■ What to work on ■
Name every player in the scouting report on Oakland whose height is given, along with that height.

■ Text ■

::::::::::

SCOUTING THE GOLDEN GRIZZLIES
Oakland brings an experienced starting lineup to the Coliseum, but is still looking for support off the bench as it fights to keep its spot atop the Summit League. Over the past four seasons, OU has averaged 23.5 wins and played in four consecutive postseason tournaments, but this year is off to a rough start, as it has just one win over an RPI-level foe. That victory was a good one, however, as it knocked off Valparaiso on its home court on Monday night.
Junior guard Travis Bader (6-5) is the latest in a line of outside sharpshooters that the Mountaineers will have to contain in order to get a win. He is making 39% of his threes (42-108) and takes more than two-thirds of his shots from that range. Add in his excellent free throw shooting, and his 19.6 points per game average isn't difficult to fathom. He's also rarely off the court, logging more than 38 minutes per game.
Backcourt mate Duke Monday (Jr., 6-4), a transfer from Providence, runs the offense, and sets up Bader well in the halfcourt. He's also a scoring threat, averaging 13.1 points per contest, and can score both inside and out. He also grabs four boards per game, but is susceptible on defense, having committed 40 fouls and suffering three disqualifications in Oakland's first ten games. Ryan Bass, who just recently entered the starting lineup, rounds out a three-guard set. He isn't a strong shooter, hovering around the 31% mark.
Center Corey Petros (Soph., 6-10) is the anchor of a productive starting front line. He tosses in 14.4 points and grabs almost seven rebounds per game, and plays well at close range. He makes more than 58% of his shots, with many of those coming from offensive rebounds. Drew Valentine rounds out the starting five with more support in the scoring column and on the glass, where he averages 8.4 and 6.0 respectively. He also helps greatly on the offensive boards, contributing to Oakland's offensive rebounding ratio. On the season, the Golden Grizzlies have collected 123 offensive rebounds out of a total of 351.
Four Oakland subs have started at least one game this year, but that quartet barely manages a bucket apiece. Forwards Dante Williams (Soph., 6-9), Raphael Carter (Jr., 6-9) and Lloyd Neely (Fr., 6-5) combine for 37 minutes per game, but combine for just 5.6 points and 5.3 rebounds in that time. They do provide the flexibility for Oakland to go with a conventional two-guard lineup, but shouldn't test defenders on the opposite end. Guard Matt Poces (soph., 6-4) figures to get most of the minutes in the backcourt, but he's not a scoring threat either.

::::::::::

Position identification records

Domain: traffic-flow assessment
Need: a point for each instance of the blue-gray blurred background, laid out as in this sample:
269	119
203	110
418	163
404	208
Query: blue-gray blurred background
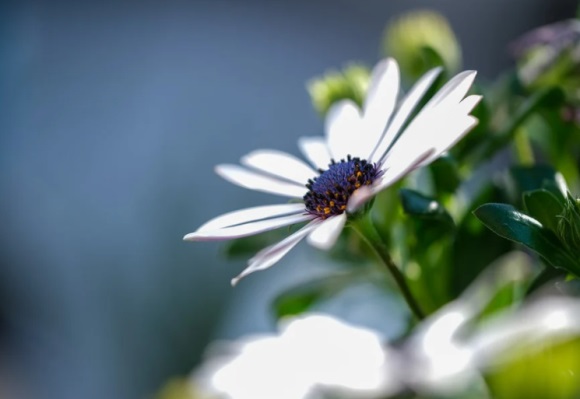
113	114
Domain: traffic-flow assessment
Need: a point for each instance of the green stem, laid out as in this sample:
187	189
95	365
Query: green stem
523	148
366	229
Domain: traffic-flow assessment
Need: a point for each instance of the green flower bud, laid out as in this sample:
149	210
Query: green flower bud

::::::::::

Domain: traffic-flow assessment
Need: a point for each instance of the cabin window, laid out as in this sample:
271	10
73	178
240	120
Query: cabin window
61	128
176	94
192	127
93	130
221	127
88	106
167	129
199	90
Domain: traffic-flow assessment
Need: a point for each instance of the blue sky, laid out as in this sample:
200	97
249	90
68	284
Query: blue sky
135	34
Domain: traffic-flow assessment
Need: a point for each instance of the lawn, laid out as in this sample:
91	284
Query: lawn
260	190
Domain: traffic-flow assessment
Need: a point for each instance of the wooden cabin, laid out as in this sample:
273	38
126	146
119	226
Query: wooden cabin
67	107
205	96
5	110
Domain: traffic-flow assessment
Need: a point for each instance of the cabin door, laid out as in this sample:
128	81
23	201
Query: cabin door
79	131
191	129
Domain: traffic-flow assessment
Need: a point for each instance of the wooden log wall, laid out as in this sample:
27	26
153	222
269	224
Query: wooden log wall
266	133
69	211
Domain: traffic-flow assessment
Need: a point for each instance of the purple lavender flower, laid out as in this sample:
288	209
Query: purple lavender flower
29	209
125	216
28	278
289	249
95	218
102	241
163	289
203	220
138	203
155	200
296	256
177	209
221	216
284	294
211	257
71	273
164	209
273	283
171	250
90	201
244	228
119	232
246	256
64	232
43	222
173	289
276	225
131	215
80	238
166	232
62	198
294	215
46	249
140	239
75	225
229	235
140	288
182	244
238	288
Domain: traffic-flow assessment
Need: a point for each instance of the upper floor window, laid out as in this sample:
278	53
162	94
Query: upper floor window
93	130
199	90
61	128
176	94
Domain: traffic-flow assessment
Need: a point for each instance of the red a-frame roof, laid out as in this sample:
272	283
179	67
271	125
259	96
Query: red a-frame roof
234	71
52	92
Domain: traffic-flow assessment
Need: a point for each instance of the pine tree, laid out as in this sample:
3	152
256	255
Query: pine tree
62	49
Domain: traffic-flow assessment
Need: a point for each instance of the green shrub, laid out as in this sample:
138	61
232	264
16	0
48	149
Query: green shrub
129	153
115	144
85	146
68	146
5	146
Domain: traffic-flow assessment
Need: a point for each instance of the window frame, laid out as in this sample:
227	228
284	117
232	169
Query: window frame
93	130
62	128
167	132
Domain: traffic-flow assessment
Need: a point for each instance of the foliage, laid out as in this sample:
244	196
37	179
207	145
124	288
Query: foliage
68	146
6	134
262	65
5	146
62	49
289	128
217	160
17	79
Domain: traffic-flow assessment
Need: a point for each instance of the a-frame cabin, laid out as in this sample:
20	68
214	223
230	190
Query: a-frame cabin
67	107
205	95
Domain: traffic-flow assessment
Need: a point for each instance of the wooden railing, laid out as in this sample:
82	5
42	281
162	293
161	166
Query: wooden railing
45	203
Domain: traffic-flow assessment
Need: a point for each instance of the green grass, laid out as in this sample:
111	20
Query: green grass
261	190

::::::::::

■ Correct result ■
- Travis Bader (6-5)
- Duke Monday (6-4)
- Corey Petros (6-10)
- Dante Williams (6-9)
- Raphael Carter (6-9)
- Lloyd Neely (6-5)
- Matt Poces (6-4)